**INSTRUCTIONS TO FOLLOW:**
Report every line of the data that includes "monkey".

----- DATA FOR THIS EXERCISE

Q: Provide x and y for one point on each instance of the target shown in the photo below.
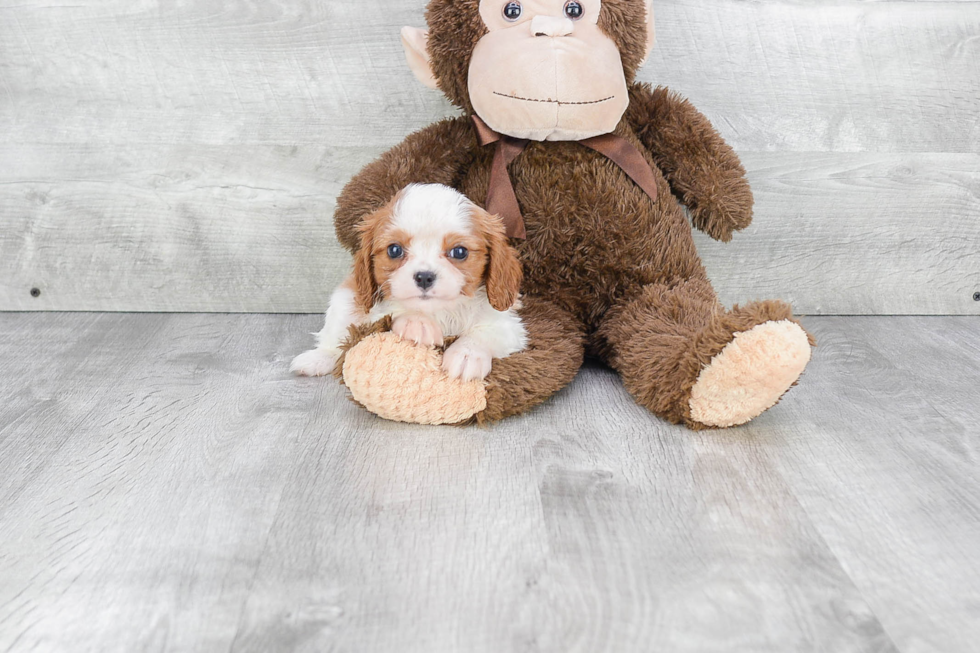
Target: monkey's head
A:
(538, 69)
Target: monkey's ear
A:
(651, 31)
(414, 40)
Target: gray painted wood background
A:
(167, 486)
(186, 156)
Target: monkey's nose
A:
(424, 279)
(551, 26)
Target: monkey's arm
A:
(701, 168)
(437, 154)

----------

**SOLUTION TO THIS EXERCISE:**
Target: monkey's head
Target: monkey's ear
Target: monkey's nose
Target: monkey's arm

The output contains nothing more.